§ **SÉRIE DE TÂCHES**
1) Recopiez mot pour mot, dans l'article sur la réunion du G20 à Istanbul, le passage qui s'ouvre sur les mots contenant "Ali Babacan entend" et se clôt sur "quatre prochaines années.".
2) Rédigez la suite de l'article sur la réunion du G20 à Istanbul, à partir de sa dernière phrase.

§ **EXTRAIT À LIRE**
▼▼▼

ISTANBUL (Reuters) - Ministres des Finances et banquiers centraux du G20 se réunissent à Istanbul lundi et mardi pour coordonner leurs actions en faveur de la croissance mondiale, une tâche difficile au vu des situations économiques contrastées des uns et des autres et des politiques monétaires divergentes qui en résultent.
Aux inquiétudes sur la capacité de l'économie américaine à tirer le reste du monde s'ajoutent les interrogations sur les effets de la chute des cours du pétrole et de l'appréciation du dollar, sans parler du regain de tension autour de la dette grecque après l'arrivée au pouvoir de la gauche radicale aux élections législatives du 25 janvier.
"Les enjeux sont considérables", affirme Christine Lagarde, la directrice générale du Fonds monétaire international, dans un blog posté vendredi. "Si l'action n'est pas au rendez-vous, le supertanker de l'économie mondiale risque de ne pas pouvoir se dégager des bancs de sable de la croissance poussive et de la faible création d'emplois."
Lors d'une conférence dimanche, le vice-Premier ministre turc Ali Babacan a affirmé que la présidence turque du G20 aurait pour priorités de relancer la croissance mondiale et de donner aux pays en développement une plus grande voix au chapitre.
UN "PLAN D'ACTION" RESTREINT
Le secrétaire américain au Trésor, Jack Lew, a affirmé la semaine passée que les Etats-Unis ne pouvaient être "le seul moteur de croissance" et un responsable américain a indiqué que Washington ferait passer le message à Istanbul que l'Europe doit en faire plus.
Relancer la croissance mondiale sera au coeur des préoccupations à Istanbul, a déclaré de son côté le ministre canadien des Finances, Joe Oliver, en présentant comme des risques majeurs la stagnation en zone euro, le ralentissement de la croissance chinoise et indienne ainsi que les crises géopolitiques en Ukraine, en Irak et en Syrie.
"L'Amérique porte la croissance mondiale pour le moment mais cela ne peut durer", a-t-il ajouté.
L'Allemagne devrait répondre que sa demande intérieure en hausse et ses projets d'investissements publics attestent de sa bonne volonté, selon des sources européennes au fait des préparatifs de la réunion.
Ali Babacan entend rappeler les membres du G20 à leurs engagements précédents, une stratégie qu'il résume par l'expression "Tenez parole ou expliquez-vous".
Lors de leur sommet de novembre en Australie, les dirigeants du G20 s'étaient entendus sur un "Plan d'action de Brisbane" comportant un millier d'engagements, avec pour objectif d'ajouter plus de 2.000 milliards de dollars à l'économie mondiale et de créer des millions de nouveaux emplois pendant les quatre prochaines années.
Selon des sources européennes, ces engagements ambitieux devraient être réduits à cinq ou dix priorités par pays à la réunion d'Istanbul afin de pouvoir mieux en vérifier la mise en oeuvre.
Intervenant comme Ali Babacan à la conférence de l'Institut de la finance internationale (IFF), le président de la banque suisse UBS, Axel Weber, a plaidé en faveur d'un rôle accru du secteur privé, seul à même selon lui de financer les quelque 60.000 à 70.000 dollars de dépenses d'infrastructures qu'il faudra engager d'ici 2030 pour favoriser la croissance.

▲▲▲

§ **Entrées d'étiquetage de localisation d'images**
▼▼▼

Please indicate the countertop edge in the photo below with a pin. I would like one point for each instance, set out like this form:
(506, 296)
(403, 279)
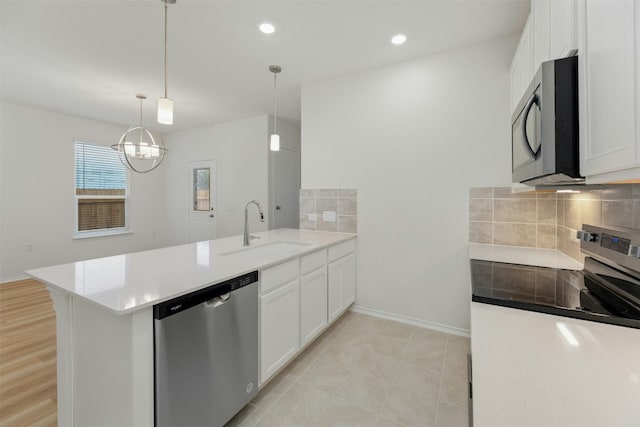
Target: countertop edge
(545, 309)
(340, 238)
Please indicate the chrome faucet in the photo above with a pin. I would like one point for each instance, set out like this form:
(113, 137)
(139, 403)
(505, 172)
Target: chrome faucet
(247, 237)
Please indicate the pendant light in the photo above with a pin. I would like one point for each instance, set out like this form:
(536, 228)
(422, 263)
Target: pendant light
(274, 140)
(165, 105)
(138, 149)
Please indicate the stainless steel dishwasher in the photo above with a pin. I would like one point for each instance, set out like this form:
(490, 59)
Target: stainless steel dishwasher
(206, 354)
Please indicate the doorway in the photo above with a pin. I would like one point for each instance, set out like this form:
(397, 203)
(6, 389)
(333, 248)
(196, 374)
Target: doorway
(285, 201)
(201, 196)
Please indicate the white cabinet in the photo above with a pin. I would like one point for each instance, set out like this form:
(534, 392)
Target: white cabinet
(294, 302)
(342, 281)
(554, 29)
(562, 28)
(550, 33)
(313, 304)
(607, 78)
(279, 328)
(540, 13)
(313, 295)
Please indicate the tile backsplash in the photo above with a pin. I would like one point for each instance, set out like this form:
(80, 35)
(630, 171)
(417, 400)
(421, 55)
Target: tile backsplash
(324, 203)
(549, 219)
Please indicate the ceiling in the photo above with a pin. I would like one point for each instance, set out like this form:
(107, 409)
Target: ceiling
(90, 58)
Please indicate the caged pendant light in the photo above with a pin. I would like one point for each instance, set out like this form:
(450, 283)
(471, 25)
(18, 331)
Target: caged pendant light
(138, 149)
(274, 143)
(165, 105)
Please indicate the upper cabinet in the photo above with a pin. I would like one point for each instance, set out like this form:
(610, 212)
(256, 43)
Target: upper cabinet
(603, 33)
(522, 65)
(609, 147)
(550, 33)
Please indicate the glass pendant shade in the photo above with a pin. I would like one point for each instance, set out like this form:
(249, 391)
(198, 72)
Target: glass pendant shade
(165, 111)
(138, 149)
(275, 142)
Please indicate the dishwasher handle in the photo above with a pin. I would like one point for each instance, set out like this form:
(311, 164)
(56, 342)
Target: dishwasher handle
(209, 294)
(218, 301)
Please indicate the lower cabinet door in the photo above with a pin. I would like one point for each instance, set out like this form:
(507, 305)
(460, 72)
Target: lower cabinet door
(279, 328)
(348, 280)
(313, 304)
(335, 288)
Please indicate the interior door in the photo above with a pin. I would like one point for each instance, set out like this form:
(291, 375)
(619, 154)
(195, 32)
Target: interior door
(286, 177)
(201, 193)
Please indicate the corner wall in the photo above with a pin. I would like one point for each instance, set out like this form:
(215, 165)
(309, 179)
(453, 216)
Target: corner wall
(240, 149)
(38, 203)
(412, 138)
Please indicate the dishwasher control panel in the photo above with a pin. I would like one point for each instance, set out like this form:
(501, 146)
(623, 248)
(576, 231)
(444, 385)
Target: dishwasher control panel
(181, 303)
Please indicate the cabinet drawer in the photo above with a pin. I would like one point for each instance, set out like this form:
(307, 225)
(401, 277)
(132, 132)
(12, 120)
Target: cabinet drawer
(341, 249)
(313, 261)
(273, 277)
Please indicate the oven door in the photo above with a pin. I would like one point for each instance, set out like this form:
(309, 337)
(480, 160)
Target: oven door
(526, 138)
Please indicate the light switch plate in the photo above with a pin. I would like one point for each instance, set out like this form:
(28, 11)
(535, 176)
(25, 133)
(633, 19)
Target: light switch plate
(329, 216)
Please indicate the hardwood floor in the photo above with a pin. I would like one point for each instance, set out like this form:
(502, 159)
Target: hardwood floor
(27, 355)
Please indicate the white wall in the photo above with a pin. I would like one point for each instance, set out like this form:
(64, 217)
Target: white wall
(38, 204)
(240, 149)
(412, 138)
(284, 175)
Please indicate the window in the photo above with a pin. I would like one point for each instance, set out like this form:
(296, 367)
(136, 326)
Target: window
(201, 194)
(101, 183)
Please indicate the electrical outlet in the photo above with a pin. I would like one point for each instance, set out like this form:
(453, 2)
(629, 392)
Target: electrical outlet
(329, 216)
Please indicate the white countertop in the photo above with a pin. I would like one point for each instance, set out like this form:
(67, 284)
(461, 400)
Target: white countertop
(129, 282)
(521, 255)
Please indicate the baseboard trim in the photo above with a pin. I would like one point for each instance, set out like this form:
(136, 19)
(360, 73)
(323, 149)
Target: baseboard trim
(13, 279)
(411, 321)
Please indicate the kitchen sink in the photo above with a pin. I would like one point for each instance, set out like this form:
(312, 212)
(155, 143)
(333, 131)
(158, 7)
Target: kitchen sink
(269, 249)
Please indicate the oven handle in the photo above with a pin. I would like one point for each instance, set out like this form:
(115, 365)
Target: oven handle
(525, 139)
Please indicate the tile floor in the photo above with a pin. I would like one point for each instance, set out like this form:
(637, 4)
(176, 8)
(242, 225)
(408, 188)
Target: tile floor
(367, 371)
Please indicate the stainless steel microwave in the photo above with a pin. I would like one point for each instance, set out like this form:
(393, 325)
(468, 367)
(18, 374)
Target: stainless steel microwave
(544, 127)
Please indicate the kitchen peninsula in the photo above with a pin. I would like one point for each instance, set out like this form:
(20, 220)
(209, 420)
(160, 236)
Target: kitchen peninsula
(104, 311)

▲▲▲

§ **SÉRIE DE RÉPONSES**
1)
Ali Babacan entend rappeler les membres du G20 à leurs engagements précédents, une stratégie qu'il résume par l'expression "Tenez parole ou expliquez-vous".
Lors de leur sommet de novembre en Australie, les dirigeants du G20 s'étaient entendus sur un "Plan d'action de Brisbane" comportant un millier d'engagements, avec pour objectif d'ajouter plus de 2.000 milliards de dollars à l'économie mondiale et de créer des millions de nouveaux emplois pendant les quatre prochaines années.

2)
Le durcissement des exigences de fonds propres limitent la capacité des banques à investir et les instances de régulation devraient se demander "si elles ont bien calibré la chose", a dit l'ancien patron de la Bundesbank.
"Mon message principal aux responsables politiques ne sera pas très aisé - ne travaillez pas contre le secteur privé, travaillez avec lui".
POLITIQUE MONÉTAIRE ASYNCHRONE
Le G20 avait mis au point un plan mondial de relance pendant la crise financière de 2007-2009 mais la tâche est plus ardue à présent en raison des politiques monétaires divergentes, qui entraînent des turbulences sur les marchés financiers.
Alors que la Réserve fédérale américaine se prépare à relever ses taux d'intérêt cette année, d'autres pays allant de l'Inde à l'Australie et du Canada au Danemark ont réduit les leurs de manière impromptue. La Banque d'Angleterre et la Banque du Japon, tout juste rejointes par la Banque centrale européenne, continuent de racheter massivement des actifs - politique dite d'assouplissement quantitatif, que la Fed a arrêtée en 2014 -, la Chine vient de réduire son coefficient de réserves obligatoires et la Banque nationale suisse a brutalement mis fin au cours plancher du franc.
La "politique monétaire asynchrone, c'est-à-dire la normalisation aux États-Unis alors que la plupart des autres pays intensifient la relance (...) pourrait conduire à une volatilité excessive sur les marchés financiers, à mesure qu'évoluera la perception des risques chez les investisseurs", avertit Christine Lagarde sur le blog du FMI.
Selon un haut responsable canadien, le communiqué final du G20 devrait souligner le rôle important des banques centrales pour soutenir la demande.
La politique monétaire de la Turquie elle-même pourrait être évoquée. A l'approche des élections de juin, le président Tayyip Erdogan et le gouvernement font ouvertement pression sur la banque centrale pour qu'elle baisse ses taux en dépit d'une inflation toujours élevée, ce qui a eu pour effet de faire tomber la livre à de nouveaux plus bas.
Le dossier grec devrait aussi être abordé, même si la mise en place de mécanismes de protection rend les marchés européens moins vulnérables à ce risque qu'il y a quelques années, dit-on dans l'entourage du ministre français des Finances, Michel Sapin.
Paris a également demandé d'inscrire à l'ordre du jour la lutte contre le financement du terrorisme, un sujet sensible pour la Turquie compte tenu de ses frontières avec la Syrie et l'Irak.